= Exercise inputs =

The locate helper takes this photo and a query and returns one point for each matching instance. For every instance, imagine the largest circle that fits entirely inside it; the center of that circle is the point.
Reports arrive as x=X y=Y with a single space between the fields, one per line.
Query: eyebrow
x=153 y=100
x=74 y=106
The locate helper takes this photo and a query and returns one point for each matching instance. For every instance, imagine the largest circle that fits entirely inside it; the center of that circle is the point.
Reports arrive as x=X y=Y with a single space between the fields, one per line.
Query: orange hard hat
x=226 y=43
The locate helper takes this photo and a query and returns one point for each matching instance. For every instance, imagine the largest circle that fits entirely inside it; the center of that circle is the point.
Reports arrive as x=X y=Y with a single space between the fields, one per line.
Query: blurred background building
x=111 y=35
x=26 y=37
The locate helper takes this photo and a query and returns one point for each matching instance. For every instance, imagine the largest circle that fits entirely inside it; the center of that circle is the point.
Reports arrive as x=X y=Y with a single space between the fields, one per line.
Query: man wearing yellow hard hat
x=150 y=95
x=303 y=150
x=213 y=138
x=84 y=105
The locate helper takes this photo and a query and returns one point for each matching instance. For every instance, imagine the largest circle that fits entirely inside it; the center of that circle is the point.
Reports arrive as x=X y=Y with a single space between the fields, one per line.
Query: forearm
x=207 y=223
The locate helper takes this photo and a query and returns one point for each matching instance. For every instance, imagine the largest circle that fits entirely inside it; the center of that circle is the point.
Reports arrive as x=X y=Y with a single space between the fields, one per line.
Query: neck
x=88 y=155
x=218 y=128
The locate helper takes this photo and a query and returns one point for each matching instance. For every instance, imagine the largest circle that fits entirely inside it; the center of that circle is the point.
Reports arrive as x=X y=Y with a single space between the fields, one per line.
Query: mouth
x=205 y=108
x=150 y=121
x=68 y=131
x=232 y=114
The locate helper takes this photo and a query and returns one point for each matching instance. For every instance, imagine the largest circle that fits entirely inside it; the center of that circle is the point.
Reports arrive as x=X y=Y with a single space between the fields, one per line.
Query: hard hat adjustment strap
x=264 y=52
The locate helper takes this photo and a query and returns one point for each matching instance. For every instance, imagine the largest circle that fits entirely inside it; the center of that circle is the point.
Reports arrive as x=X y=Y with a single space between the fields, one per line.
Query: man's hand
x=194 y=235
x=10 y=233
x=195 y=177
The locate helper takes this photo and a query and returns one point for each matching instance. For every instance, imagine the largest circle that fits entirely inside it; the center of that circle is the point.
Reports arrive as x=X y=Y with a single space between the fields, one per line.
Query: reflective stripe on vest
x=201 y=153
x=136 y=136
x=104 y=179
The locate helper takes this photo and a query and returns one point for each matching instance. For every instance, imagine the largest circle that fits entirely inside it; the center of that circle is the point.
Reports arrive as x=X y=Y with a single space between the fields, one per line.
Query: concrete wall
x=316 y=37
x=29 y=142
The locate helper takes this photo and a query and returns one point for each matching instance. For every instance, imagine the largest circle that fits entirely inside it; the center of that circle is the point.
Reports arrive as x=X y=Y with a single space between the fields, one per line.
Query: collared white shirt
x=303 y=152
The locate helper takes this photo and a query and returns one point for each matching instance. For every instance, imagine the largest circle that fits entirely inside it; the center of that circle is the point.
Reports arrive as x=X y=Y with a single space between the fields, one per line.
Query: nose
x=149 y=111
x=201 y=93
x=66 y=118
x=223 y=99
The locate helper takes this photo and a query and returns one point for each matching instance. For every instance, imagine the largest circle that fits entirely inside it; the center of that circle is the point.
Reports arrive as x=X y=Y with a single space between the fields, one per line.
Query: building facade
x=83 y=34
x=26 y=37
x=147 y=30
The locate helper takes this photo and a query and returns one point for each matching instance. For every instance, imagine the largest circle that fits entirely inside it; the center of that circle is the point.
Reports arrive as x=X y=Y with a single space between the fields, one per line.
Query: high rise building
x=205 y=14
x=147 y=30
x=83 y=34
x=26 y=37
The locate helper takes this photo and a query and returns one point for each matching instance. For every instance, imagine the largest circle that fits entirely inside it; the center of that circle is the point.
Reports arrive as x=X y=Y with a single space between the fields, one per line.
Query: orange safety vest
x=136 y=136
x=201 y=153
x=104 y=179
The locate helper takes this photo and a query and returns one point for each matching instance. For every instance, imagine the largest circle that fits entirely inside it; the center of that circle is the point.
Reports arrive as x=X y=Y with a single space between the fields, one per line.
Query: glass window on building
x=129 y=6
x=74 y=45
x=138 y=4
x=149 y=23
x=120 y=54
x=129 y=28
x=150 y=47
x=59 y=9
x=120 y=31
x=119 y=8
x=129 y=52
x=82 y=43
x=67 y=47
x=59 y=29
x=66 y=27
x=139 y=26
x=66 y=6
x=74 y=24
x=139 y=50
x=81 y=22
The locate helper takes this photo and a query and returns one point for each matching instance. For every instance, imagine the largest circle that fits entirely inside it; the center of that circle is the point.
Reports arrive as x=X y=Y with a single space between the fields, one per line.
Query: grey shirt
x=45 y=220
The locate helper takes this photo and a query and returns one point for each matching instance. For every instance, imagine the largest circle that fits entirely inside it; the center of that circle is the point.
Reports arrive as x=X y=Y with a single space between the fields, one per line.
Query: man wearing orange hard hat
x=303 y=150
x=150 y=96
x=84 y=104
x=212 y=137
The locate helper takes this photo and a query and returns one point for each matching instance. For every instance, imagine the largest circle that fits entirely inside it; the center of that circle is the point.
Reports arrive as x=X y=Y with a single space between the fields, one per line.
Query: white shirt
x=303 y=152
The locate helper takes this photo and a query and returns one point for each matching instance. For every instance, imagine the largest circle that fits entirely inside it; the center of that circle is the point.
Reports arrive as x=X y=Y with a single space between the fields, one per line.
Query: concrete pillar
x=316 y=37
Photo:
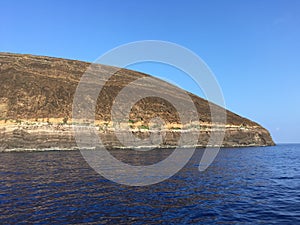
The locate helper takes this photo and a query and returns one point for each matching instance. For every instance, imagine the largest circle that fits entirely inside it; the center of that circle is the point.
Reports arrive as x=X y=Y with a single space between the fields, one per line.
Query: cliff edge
x=36 y=99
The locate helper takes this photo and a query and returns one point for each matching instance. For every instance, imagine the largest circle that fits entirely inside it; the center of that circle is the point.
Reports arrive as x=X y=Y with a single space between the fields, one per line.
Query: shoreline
x=42 y=136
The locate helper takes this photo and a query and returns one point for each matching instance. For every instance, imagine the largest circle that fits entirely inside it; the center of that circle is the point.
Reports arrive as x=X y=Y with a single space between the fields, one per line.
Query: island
x=36 y=100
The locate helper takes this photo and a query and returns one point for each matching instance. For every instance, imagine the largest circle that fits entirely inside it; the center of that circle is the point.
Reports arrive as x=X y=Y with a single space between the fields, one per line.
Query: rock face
x=36 y=99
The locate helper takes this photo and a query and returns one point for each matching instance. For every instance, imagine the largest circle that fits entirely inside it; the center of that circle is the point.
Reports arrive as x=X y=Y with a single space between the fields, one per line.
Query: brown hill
x=41 y=89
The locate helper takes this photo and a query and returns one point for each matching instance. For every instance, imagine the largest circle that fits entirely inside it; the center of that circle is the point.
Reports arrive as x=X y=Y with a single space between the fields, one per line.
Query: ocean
x=242 y=186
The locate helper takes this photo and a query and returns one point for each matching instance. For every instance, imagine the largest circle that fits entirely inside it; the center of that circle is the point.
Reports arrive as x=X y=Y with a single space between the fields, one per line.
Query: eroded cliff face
x=36 y=98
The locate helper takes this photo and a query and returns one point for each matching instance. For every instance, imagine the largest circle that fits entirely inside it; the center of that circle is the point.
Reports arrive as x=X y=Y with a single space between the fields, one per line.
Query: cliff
x=36 y=99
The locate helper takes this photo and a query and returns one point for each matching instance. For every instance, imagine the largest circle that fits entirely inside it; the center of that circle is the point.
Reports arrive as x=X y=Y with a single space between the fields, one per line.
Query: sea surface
x=257 y=185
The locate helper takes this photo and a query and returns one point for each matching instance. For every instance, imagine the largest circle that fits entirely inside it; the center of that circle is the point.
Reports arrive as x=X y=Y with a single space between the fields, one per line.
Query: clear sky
x=253 y=47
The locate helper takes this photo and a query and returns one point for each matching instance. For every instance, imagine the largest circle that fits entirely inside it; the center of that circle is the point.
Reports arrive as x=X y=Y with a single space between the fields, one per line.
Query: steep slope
x=36 y=99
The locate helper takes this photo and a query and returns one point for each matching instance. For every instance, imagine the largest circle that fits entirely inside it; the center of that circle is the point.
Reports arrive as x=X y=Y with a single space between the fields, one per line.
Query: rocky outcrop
x=36 y=98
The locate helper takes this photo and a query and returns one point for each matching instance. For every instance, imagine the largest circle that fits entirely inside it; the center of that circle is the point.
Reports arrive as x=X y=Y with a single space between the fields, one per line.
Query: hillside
x=37 y=94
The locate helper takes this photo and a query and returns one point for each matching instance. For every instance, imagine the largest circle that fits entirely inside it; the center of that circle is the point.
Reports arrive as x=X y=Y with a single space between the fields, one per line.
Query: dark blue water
x=245 y=185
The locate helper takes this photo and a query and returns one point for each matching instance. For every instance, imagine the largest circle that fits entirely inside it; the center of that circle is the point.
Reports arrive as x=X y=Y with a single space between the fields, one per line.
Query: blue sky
x=253 y=47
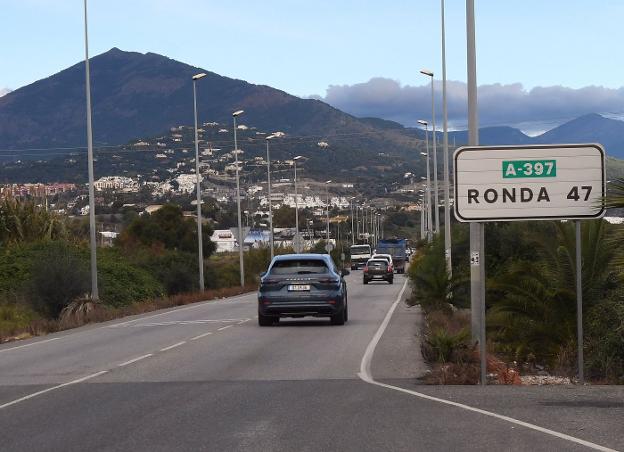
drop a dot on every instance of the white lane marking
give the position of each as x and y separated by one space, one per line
177 322
365 375
186 308
53 388
134 360
171 347
29 345
201 335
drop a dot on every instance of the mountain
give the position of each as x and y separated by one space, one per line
139 95
591 128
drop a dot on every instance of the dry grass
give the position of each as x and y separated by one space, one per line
83 312
461 365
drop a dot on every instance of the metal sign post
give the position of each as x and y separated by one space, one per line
508 183
579 303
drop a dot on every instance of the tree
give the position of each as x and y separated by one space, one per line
23 221
536 308
167 228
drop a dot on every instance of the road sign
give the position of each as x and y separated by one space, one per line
298 243
543 182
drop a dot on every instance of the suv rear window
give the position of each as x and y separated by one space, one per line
299 267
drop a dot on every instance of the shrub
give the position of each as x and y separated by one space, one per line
58 276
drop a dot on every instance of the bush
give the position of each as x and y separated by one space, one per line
122 283
14 318
604 341
58 276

= Your objective =
Scan the material for lines with the word "sign". Reply with how many there are, number only.

= Answer to the exercise =
2